Data section:

_ _ _ _

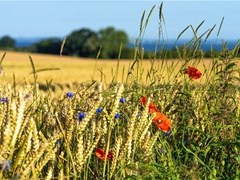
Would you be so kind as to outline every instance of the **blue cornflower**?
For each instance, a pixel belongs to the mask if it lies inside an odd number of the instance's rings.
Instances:
[[[119,113],[116,113],[115,116],[114,116],[114,119],[117,119],[120,117],[120,114]]]
[[[0,102],[7,103],[8,102],[8,97],[0,98]]]
[[[6,160],[6,162],[0,163],[0,166],[4,167],[4,171],[7,171],[10,168],[10,164],[12,164],[12,161]]]
[[[85,118],[86,117],[86,114],[85,113],[83,113],[83,112],[80,112],[80,113],[78,113],[78,119],[81,121],[81,120],[83,120],[83,118]]]
[[[73,95],[74,95],[74,94],[73,94],[72,92],[67,92],[67,93],[66,93],[66,96],[69,97],[69,98],[72,98]]]
[[[100,113],[102,112],[102,110],[103,110],[103,108],[98,108],[98,109],[96,110],[96,113],[100,114]]]
[[[165,150],[164,150],[163,148],[161,148],[161,149],[160,149],[160,152],[161,152],[162,154],[164,154],[164,153],[165,153]]]
[[[126,100],[126,98],[120,98],[120,103],[125,103],[127,100]]]

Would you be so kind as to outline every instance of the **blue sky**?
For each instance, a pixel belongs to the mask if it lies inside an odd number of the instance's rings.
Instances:
[[[90,28],[98,31],[113,26],[124,30],[129,38],[139,34],[142,13],[156,5],[145,32],[145,39],[158,38],[158,13],[163,2],[166,26],[164,38],[176,39],[188,25],[196,28],[203,20],[199,35],[216,24],[212,38],[224,17],[219,38],[240,39],[240,1],[2,1],[0,0],[0,37],[60,37],[73,30]],[[182,38],[191,38],[189,29]]]

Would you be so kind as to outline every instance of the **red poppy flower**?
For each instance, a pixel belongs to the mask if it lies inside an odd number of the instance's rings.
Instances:
[[[146,102],[147,102],[147,97],[146,96],[143,96],[141,98],[141,102],[142,102],[142,105],[146,105]],[[157,106],[150,102],[149,106],[148,106],[148,109],[149,109],[149,112],[152,114],[154,112],[158,112],[158,109],[157,109]]]
[[[159,111],[156,104],[154,103],[150,103],[148,106],[148,109],[149,109],[149,113],[151,114]]]
[[[171,120],[160,112],[156,112],[153,121],[155,125],[164,132],[168,132],[172,126]]]
[[[113,157],[113,152],[109,152],[108,155],[106,156],[106,153],[103,149],[97,148],[95,151],[95,155],[102,160],[106,160],[111,159]]]
[[[199,79],[202,76],[202,73],[195,67],[188,66],[188,69],[184,72],[184,74],[188,74],[191,79]]]
[[[142,98],[141,98],[141,103],[142,103],[142,105],[146,105],[146,102],[147,102],[147,97],[146,96],[143,96]]]

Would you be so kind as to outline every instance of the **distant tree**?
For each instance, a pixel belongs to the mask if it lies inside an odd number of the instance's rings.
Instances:
[[[62,41],[59,38],[44,39],[28,47],[31,52],[44,54],[59,54]]]
[[[16,41],[10,36],[3,36],[0,39],[0,48],[15,48]]]
[[[99,48],[100,40],[97,33],[90,29],[83,28],[67,36],[63,54],[96,57]]]
[[[115,59],[118,57],[120,45],[122,44],[122,55],[129,57],[130,48],[127,34],[121,30],[115,30],[113,27],[108,27],[99,31],[101,39],[101,58]]]

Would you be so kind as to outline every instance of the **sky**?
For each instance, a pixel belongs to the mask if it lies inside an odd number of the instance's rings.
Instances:
[[[220,39],[240,39],[240,1],[151,1],[151,0],[75,0],[20,1],[0,0],[0,37],[60,37],[74,30],[89,28],[99,31],[110,26],[124,30],[129,38],[139,35],[142,13],[148,15],[155,5],[144,39],[158,39],[159,6],[163,2],[162,37],[175,39],[188,25],[196,28],[203,20],[198,36],[211,29],[216,38],[222,18]],[[146,17],[145,16],[145,17]],[[188,29],[181,38],[191,38]]]

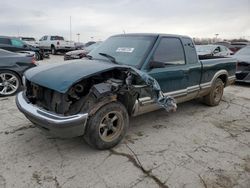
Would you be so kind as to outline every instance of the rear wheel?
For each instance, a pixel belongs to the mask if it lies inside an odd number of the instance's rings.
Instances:
[[[220,78],[217,78],[208,95],[204,97],[204,102],[209,106],[217,106],[224,92],[224,83]]]
[[[89,118],[84,138],[94,148],[109,149],[124,138],[128,126],[126,108],[119,102],[112,102]]]
[[[20,90],[21,80],[11,71],[0,71],[0,96],[14,95]]]

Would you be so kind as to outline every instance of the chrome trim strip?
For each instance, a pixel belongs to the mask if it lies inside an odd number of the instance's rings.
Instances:
[[[17,94],[16,103],[20,111],[27,113],[35,118],[42,119],[48,123],[55,125],[70,124],[72,122],[87,122],[88,114],[76,114],[71,116],[63,116],[40,109],[33,104],[27,103],[24,99],[23,92]]]
[[[181,89],[181,90],[177,90],[177,91],[167,92],[167,93],[164,93],[164,95],[165,96],[172,96],[174,98],[178,98],[178,97],[186,96],[186,95],[188,95],[190,93],[193,93],[193,92],[196,92],[196,91],[199,91],[199,90],[200,90],[200,86],[195,85],[195,86],[190,86],[187,89]],[[153,104],[155,102],[151,97],[143,97],[143,98],[138,99],[138,103],[141,106],[145,106],[145,105]]]

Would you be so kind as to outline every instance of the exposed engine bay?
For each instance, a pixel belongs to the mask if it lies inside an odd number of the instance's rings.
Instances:
[[[151,96],[167,111],[176,109],[172,97],[164,96],[158,82],[134,68],[115,68],[80,80],[66,93],[59,93],[26,81],[28,100],[48,111],[62,115],[80,112],[95,113],[102,105],[121,102],[133,113],[136,99]]]

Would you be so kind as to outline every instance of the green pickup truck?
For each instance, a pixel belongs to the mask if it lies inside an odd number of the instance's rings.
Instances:
[[[186,36],[115,35],[86,59],[28,70],[16,104],[47,132],[84,135],[91,146],[108,149],[124,138],[129,116],[161,108],[159,90],[177,103],[203,98],[218,105],[224,87],[235,81],[236,60],[205,58]],[[168,105],[175,110],[173,100]]]

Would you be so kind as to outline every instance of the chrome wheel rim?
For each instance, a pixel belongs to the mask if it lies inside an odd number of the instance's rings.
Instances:
[[[220,101],[221,97],[222,97],[222,91],[223,91],[223,86],[217,86],[214,90],[214,100],[216,102]]]
[[[122,114],[112,111],[107,113],[99,125],[100,138],[105,142],[112,142],[117,139],[123,129]]]
[[[11,73],[0,73],[0,94],[11,95],[19,87],[18,78]]]

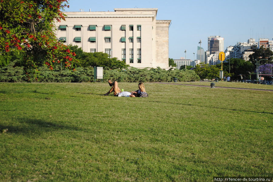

_ _ _ _

Task brief:
Copy every item above word for word, with all the text and outline lists, and leave out the pictures.

Exercise solution:
Would you be so kind as to outline every instance of the **blue cornflower**?
For each instance, a pixel belongs to the mask if it lies inside an odd number of the instance's rings.
Instances:
[[[119,113],[116,113],[115,116],[114,116],[114,119],[117,119],[120,117],[120,114]]]
[[[0,102],[7,103],[8,102],[8,97],[0,98]]]
[[[6,160],[6,162],[0,163],[0,166],[4,167],[4,171],[7,171],[10,168],[10,164],[12,164],[12,161]]]
[[[85,118],[86,117],[86,114],[85,113],[83,113],[83,112],[80,112],[80,113],[78,113],[78,119],[81,121],[81,120],[83,120],[83,118]]]
[[[73,95],[74,95],[74,94],[73,94],[72,92],[67,92],[67,93],[66,93],[66,96],[69,97],[69,98],[72,98]]]
[[[100,113],[102,112],[102,110],[103,110],[103,108],[98,108],[98,109],[96,110],[96,113],[100,114]]]
[[[165,150],[164,150],[163,148],[161,148],[161,149],[160,149],[160,152],[161,152],[162,154],[164,154],[164,153],[165,153]]]
[[[126,100],[126,98],[120,98],[120,103],[125,103],[127,100]]]

Would you be so kind as to outline every instance of the **blue sky**?
For each instance, a pixel belongs to the mask if it lies inside an odd number of the instance's rings.
Instances:
[[[90,28],[98,31],[113,26],[124,30],[129,38],[139,34],[142,13],[156,5],[145,32],[145,39],[158,38],[158,13],[163,2],[166,26],[164,38],[176,39],[188,25],[196,28],[203,20],[199,35],[216,24],[212,38],[224,17],[219,38],[240,39],[240,1],[2,1],[0,0],[0,37],[60,37],[73,30]],[[182,38],[191,38],[189,29]]]

Would you be so kind as to outline every instance of the **red poppy flower**?
For each instance, a pixel belongs to the mask if it lies inside an odd number of the instance's rings.
Instances:
[[[146,102],[147,102],[147,97],[146,96],[143,96],[141,98],[141,102],[142,102],[142,105],[146,105]],[[157,106],[150,102],[149,106],[148,106],[148,109],[149,109],[149,112],[152,114],[154,112],[158,112],[158,109],[157,109]]]
[[[159,111],[156,104],[154,103],[150,103],[148,106],[148,109],[149,109],[149,113],[151,114]]]
[[[171,120],[160,112],[156,112],[153,121],[155,125],[164,132],[168,132],[172,126]]]
[[[113,157],[113,152],[109,152],[108,155],[106,156],[106,153],[103,149],[97,148],[95,151],[95,155],[102,160],[106,160],[111,159]]]
[[[199,79],[202,76],[202,73],[195,67],[188,66],[188,69],[184,72],[184,74],[188,74],[191,79]]]
[[[142,98],[141,98],[141,103],[142,103],[142,105],[146,105],[146,102],[147,102],[147,97],[146,96],[143,96]]]

Would you be so kind as to outline every instance of the **distant tree**?
For each instance, a pixel belongs to the mask if it lies inside an odd number of the instance's rings.
Instances:
[[[62,41],[59,38],[44,39],[28,47],[31,52],[44,54],[59,54]]]
[[[16,41],[10,36],[3,36],[0,39],[0,48],[15,48]]]
[[[99,48],[100,40],[97,33],[90,29],[83,28],[67,36],[63,54],[96,57]]]
[[[115,59],[118,57],[120,45],[122,44],[122,55],[129,57],[130,48],[127,34],[121,30],[115,30],[113,27],[108,27],[99,31],[101,39],[101,58]]]

Would you be so kind as to outline every instance of the **sky**?
For each instance, a pixel belongs to the mask if it lies inside an odd number of the instance's rings.
Instances:
[[[220,39],[240,39],[240,1],[151,1],[151,0],[75,0],[20,1],[0,0],[0,37],[60,37],[74,30],[89,28],[99,31],[110,26],[124,30],[129,38],[139,35],[142,13],[148,15],[155,5],[144,39],[158,39],[159,6],[163,2],[162,37],[175,39],[188,25],[196,28],[203,20],[198,36],[211,29],[216,38],[222,18]],[[146,17],[145,16],[145,17]],[[188,29],[181,38],[191,38]]]

Would you be so kind as to outline every instance of the rear wheel?
For each instance, a pixel belongs to the mask if it lies inside an odd number of the instance's rings.
Instances:
[[[220,78],[217,78],[208,95],[204,97],[204,102],[209,106],[217,106],[224,92],[224,83]]]
[[[89,118],[84,138],[94,148],[109,149],[124,138],[128,126],[126,108],[119,102],[112,102]]]
[[[20,90],[21,80],[11,71],[0,71],[0,96],[14,95]]]

Would you be so kind as to outline every instance of the chrome trim strip?
For each instance, a pixel belongs to the mask if it lies inside an odd number of the instance's rings.
Instances:
[[[17,94],[16,103],[20,111],[27,113],[35,118],[42,119],[48,123],[55,125],[70,124],[72,122],[87,122],[88,114],[76,114],[71,116],[63,116],[40,109],[33,104],[27,103],[24,99],[23,92]]]
[[[181,89],[181,90],[177,90],[177,91],[167,92],[167,93],[164,93],[164,95],[165,96],[172,96],[174,98],[178,98],[178,97],[186,96],[186,95],[188,95],[190,93],[193,93],[193,92],[196,92],[196,91],[199,91],[199,90],[200,90],[200,86],[195,85],[195,86],[190,86],[187,89]],[[153,104],[155,102],[151,97],[143,97],[143,98],[138,99],[138,103],[141,106],[145,106],[145,105]]]

Would you be so kind as to outline every instance of the exposed engine bay?
For each instance, a pixel belongs to the mask if it lies inside an odd number of the instance's rings.
Instances:
[[[151,96],[167,111],[176,109],[172,97],[164,96],[158,82],[134,68],[115,68],[80,80],[66,93],[59,93],[26,81],[28,100],[48,111],[62,115],[80,112],[95,113],[102,105],[121,102],[133,113],[136,99]]]

Would you be so kind as to outline every instance of the green pickup truck?
For each instance, a pixel belongs to the mask if it lies inside an odd number of the instance's rings.
Instances:
[[[186,36],[115,35],[86,59],[28,70],[16,104],[47,132],[84,135],[91,146],[108,149],[124,138],[129,116],[161,108],[159,90],[177,103],[203,98],[218,105],[224,87],[235,81],[236,60],[205,58]],[[168,105],[175,110],[173,100]]]

Would you be so kind as to outline every instance of the chrome wheel rim?
For each instance, a pixel belongs to the mask if it lies inside an odd number of the instance's rings.
Instances:
[[[220,101],[221,97],[222,97],[222,91],[223,91],[223,86],[217,86],[214,90],[214,100],[216,102]]]
[[[122,114],[112,111],[107,113],[99,125],[100,138],[105,142],[112,142],[117,139],[123,129]]]
[[[11,73],[0,73],[0,94],[11,95],[19,87],[18,78]]]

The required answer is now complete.